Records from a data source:
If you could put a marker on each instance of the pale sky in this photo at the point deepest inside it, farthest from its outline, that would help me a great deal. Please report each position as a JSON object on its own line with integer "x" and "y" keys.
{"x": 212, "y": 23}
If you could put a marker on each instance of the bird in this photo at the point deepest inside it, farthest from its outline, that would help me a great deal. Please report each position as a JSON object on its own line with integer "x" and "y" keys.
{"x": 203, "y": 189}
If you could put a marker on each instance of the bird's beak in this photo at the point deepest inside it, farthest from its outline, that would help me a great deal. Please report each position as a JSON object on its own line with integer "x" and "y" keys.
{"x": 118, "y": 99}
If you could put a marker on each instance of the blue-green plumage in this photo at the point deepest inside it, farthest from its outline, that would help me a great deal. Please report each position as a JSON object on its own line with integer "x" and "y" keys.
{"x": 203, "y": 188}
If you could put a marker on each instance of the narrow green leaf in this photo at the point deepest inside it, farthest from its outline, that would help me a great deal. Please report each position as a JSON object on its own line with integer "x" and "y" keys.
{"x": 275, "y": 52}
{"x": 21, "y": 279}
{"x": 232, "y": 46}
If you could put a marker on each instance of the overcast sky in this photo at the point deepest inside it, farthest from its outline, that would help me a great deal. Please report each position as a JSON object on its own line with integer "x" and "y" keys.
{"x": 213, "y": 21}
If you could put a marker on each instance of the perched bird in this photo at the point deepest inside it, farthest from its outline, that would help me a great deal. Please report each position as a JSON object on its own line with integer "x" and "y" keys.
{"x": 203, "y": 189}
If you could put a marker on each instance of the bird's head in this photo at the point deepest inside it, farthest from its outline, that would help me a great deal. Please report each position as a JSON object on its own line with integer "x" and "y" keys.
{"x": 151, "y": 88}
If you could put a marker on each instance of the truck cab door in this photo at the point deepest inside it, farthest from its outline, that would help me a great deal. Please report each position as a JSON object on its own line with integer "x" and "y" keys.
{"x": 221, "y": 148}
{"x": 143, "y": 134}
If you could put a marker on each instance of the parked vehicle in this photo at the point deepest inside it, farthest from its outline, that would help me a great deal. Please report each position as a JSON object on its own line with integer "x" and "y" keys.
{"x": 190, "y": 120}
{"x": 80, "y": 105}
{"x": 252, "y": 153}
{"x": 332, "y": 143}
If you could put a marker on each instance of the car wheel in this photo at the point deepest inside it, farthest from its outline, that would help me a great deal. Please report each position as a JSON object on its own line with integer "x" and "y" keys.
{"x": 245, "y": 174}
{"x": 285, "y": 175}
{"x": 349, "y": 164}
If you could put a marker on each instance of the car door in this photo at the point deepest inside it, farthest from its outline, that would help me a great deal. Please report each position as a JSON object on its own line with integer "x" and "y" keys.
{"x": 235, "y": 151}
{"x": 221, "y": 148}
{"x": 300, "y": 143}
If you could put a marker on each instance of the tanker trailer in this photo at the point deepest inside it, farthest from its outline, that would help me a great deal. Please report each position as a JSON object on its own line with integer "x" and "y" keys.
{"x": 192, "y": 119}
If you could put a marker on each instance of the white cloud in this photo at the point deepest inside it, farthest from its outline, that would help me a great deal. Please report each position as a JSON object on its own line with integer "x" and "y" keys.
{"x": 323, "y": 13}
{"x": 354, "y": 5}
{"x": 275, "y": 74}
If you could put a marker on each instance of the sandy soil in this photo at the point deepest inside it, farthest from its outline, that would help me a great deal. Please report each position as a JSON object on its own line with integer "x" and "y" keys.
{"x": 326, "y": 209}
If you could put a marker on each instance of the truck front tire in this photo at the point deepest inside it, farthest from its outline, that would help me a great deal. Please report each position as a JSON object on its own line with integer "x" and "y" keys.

▶ **AIM**: Copy every one of the records above verbatim, leaving out nothing and changing nothing.

▶ **ANSWER FOR THE TASK**:
If you could put a marker on each instance of the pale sky in this photo at the point deepest inside it, farthest from its outline, that would help me a great deal. Please report each position as a JSON object on its own line with integer "x" and "y" keys.
{"x": 212, "y": 23}
If you could put a marker on each instance of the bird in this photo at the point deepest inside it, farthest from its outline, that would help me a great deal. Please report each position as a JSON object on its own line with integer "x" and "y" keys.
{"x": 203, "y": 189}
If you could put a marker on each instance of the bird's beak in this photo at the point deepest inside it, farthest from its outline, that would help me a great deal. Please report each position as a JSON object on its own line with integer "x" and "y" keys.
{"x": 118, "y": 99}
If you could put a marker on each instance of the blue-green plumage in this photo at the point deepest inside it, farthest from its outline, that would help me a great deal. Please report each position as a JSON object on its own line with integer "x" and "y" keys.
{"x": 203, "y": 188}
If you could put a marker on each instance of the narrow green leaf in this photo at the point deepest inside it, farthest from its outline, that would help me a great deal. Please report each position as a JSON object on its own line with integer "x" and "y" keys.
{"x": 275, "y": 52}
{"x": 21, "y": 279}
{"x": 232, "y": 46}
If you could put a marker on each instance of the overcast sky in this photo at the point deepest inside it, farthest from its outline, that would help me a great deal. Please report each position as a JSON object on its own line with integer "x" and "y" keys.
{"x": 213, "y": 21}
If you could put a marker on each instance of the perched bird in this photo at the point deepest inside it, farthest from its outline, that would help me a great deal. Please report each position as a JSON object on its own line with integer "x" and "y" keys.
{"x": 203, "y": 189}
If you could put a marker on each instance of the bird's head in this photo at the point deepest inside it, farthest from its outline, that would help me a great deal. Please report each position as a JSON object on its own line with integer "x" and "y" keys.
{"x": 151, "y": 88}
If you could put a marker on each instance of the truck cab door in this photo at the point deepest inside it, farthest from its outline, that would help me a great deal. Please report each position as a JSON object on its own line with integer "x" and "y" keys.
{"x": 221, "y": 148}
{"x": 143, "y": 134}
If you could put a marker on each instance of the parked vehicle in this photo at the point deepest inside it, farthest from its outline, that would help me a great deal. Please report each position as a JSON object on its own line with integer "x" and "y" keys.
{"x": 190, "y": 120}
{"x": 80, "y": 105}
{"x": 252, "y": 153}
{"x": 332, "y": 143}
If you could put a marker on each instance of the car wheel in this photo at the point deepest inside it, farthest from its outline, that would help me a great deal. Please report each position as a JSON object on its own line with integer "x" and "y" keys.
{"x": 245, "y": 174}
{"x": 285, "y": 175}
{"x": 349, "y": 164}
If you could put a marker on each instance of the car door in this photo at the point deepest inside it, farthest from its outline, that would help me a great deal. Please report each position as a JSON object on its own line with integer "x" and "y" keys.
{"x": 235, "y": 151}
{"x": 221, "y": 148}
{"x": 300, "y": 143}
If you could put a marker on each instance of the tanker trailer in this photo at the point deepest inside it, farthest from its outline, that would help me a great deal. Please report each position as a JSON object on its own line with integer "x" and "y" keys.
{"x": 192, "y": 119}
If you could put a marker on each instance of the white cloud in this photo at the point deepest inside it, farthest from its outline, that would help me a great deal. Please report each position as a JSON object on its own line with integer "x" and "y" keys.
{"x": 323, "y": 13}
{"x": 354, "y": 5}
{"x": 275, "y": 74}
If you could put a marker on each instance of the sandy soil in this photo at the point deepest inside it, farthest from its outline, that would help me a great deal. Please report each position as a JSON object on its own line with integer "x" and "y" keys.
{"x": 326, "y": 209}
If you could put a marker on each instance of the truck front tire in this photo at the point deepest inside it, farthest from its outline, that would help me a great deal. Please report each position as a JSON object on its own line with integer "x" and "y" keys.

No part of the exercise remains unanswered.